**REQUIREMENTS:**
1 - Answer these questions about the Beijing travel entry, one line each:
(a) Why did the writer choose the post office in Wangfujing?
(b) How long did sending the box take?
(c) What did the writer happily find while shopping afterward?
2 - Carry on the Beijing travel entry from its final sentence, keeping the writer's voice.

**DOCUMENT SEGMENT:**

- - -

Moon Cakes and Cordons

Friday, September 18, 2009
Datun, Beijing, China
First off, I don't know why the map is locating me in Datun. Just ignore it. I do.

After I was talking to ye last on the 16th, I was true to my word and did nothing . Well, almost. I went to Wangfujing, because I knew they spoke English in the post office there, and I had a pile of soov-nears growing in my bag that were desperate to be sent home. At least, I was desperate to send them home. I misjudged the complexity of filling a box with trinkets and sending it to another continent though. It took well over an hour to accomplish the feat, and as I've told you before, there are no queues in China. And everything is written in Chinese. So it's rather a hindrance to one as uneducated as I.

Somehow, I managed to send the durned thing off, but whether it gets there or not is up to a greater power than I. The minute she'd sealed the box, I forgot everything that was in it, and was only then required to fill out a customs declaration form describing everything in detail. In four tiny lines. To relieve my frayed nerves, I went shopping, and purchased more bulky items, but happily, I found a Chinese flag.

- - -

**MATERIAL PROVIDED:**
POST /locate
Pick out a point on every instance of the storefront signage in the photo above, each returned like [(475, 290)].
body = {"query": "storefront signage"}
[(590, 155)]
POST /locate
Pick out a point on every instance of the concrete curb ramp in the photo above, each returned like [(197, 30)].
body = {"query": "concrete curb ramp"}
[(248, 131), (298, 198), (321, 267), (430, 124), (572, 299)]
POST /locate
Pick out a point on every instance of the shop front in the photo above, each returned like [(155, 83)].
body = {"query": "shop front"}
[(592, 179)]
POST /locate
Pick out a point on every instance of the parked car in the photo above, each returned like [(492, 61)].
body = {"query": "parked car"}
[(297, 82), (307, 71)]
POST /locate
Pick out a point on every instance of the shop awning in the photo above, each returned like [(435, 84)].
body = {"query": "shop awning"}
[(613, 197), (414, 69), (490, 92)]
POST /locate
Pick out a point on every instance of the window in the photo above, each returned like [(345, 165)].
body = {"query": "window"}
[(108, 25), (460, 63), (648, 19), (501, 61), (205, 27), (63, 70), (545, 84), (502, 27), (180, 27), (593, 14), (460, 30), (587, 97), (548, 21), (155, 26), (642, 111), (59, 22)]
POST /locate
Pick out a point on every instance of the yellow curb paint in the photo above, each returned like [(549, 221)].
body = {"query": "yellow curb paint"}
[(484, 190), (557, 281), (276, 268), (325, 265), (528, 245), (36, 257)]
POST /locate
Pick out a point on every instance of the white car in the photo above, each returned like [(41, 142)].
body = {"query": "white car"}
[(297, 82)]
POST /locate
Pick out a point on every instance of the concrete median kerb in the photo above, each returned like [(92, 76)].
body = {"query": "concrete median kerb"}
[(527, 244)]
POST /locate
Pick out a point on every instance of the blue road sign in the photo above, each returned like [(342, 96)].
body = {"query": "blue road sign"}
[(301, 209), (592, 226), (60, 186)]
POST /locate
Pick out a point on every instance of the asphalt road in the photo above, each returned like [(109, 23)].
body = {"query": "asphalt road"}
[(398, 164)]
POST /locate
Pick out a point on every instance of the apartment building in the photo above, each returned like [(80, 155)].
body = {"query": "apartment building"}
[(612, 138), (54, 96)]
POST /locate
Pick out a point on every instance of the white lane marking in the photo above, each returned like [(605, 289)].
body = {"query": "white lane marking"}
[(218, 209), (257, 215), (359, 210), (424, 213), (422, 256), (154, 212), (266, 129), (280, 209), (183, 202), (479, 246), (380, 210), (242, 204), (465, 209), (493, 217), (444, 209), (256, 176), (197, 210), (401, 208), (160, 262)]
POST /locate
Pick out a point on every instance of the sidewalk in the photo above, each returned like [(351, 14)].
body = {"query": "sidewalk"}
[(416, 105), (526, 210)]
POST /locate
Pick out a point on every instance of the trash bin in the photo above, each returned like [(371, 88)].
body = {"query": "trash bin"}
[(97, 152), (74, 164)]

- - -

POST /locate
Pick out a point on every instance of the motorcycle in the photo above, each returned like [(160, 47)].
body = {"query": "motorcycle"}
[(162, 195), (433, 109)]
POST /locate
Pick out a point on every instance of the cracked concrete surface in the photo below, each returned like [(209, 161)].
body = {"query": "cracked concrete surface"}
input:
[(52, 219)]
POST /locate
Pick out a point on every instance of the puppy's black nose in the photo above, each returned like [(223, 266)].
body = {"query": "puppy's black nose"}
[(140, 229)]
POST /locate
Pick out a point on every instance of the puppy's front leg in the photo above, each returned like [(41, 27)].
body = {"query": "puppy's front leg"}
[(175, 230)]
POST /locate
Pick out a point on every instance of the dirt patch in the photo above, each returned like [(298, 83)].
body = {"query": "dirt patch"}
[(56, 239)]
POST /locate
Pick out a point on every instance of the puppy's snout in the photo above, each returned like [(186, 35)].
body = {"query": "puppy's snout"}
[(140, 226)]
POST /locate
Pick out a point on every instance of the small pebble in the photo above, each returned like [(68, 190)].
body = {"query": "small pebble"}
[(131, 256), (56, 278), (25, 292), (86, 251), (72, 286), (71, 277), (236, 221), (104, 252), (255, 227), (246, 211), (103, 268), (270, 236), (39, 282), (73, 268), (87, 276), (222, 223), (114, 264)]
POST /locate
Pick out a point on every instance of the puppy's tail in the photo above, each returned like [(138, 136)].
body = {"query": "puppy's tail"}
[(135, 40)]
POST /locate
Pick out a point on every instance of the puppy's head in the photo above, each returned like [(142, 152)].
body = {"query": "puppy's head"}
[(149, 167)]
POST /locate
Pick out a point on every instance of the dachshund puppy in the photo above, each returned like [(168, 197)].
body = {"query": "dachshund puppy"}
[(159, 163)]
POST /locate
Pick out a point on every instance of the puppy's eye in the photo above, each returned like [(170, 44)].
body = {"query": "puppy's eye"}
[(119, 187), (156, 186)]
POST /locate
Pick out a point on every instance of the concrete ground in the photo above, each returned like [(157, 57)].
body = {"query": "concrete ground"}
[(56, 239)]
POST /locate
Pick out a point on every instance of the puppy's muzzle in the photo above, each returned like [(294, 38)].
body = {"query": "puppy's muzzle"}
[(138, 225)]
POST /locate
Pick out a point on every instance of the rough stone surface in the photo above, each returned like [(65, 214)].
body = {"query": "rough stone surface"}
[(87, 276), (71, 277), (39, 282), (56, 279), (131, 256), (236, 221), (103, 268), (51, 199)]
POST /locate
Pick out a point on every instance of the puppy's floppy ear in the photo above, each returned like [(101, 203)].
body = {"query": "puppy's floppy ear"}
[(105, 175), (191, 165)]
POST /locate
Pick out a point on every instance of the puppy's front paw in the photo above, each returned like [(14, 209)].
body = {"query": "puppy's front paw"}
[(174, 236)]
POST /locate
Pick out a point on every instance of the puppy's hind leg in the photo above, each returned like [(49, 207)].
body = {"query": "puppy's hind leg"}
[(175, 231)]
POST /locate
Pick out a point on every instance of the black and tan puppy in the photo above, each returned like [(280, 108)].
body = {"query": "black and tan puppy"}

- - -

**ANSWERS PER TASK:**
1 -
(a) The writer knew they spoke English there.
(b) Well over an hour.
(c) A Chinese flag.

2 -
That night, Ying and I went to a lovely local restaurant, even nicer than Quan Ju Du, and had more Peking Duck. Yum yum yum!!! There was also a variety show on, and I saw Chinese Opera (the weird, high pitched, gurgling songs and pink face paint); the Mask performance (awesome, don't know how he did it); a little magician/clown who balanced stuff on his chin (yawn); a tiny girl who lay on a chair and rolled heavy pots on her feet - one with a MAN in it!; music on a zither and erhu (pretty); and kung-fu (hai-ya!) . I was also providing entertainment, but mostly as an early side show. Then somebody gave me a fork and knife and I was boring again.

Yesterday, I did nothing at all. At one stage I went across the road to the 7/11 and bought some instant spaghetti which was delicious, except for the sauce. Chinese CANNOT do Italian. I bought an ice-cream from a gourmet ice-cream stand in Shanghai and it was the exact same consistency as the tomato sauce in the spaghetti - glue. No, gum. Melty chewing gum. Yeuck. In the evening, Ying and I crossed the road again and got bread and - finally! - a mooncake.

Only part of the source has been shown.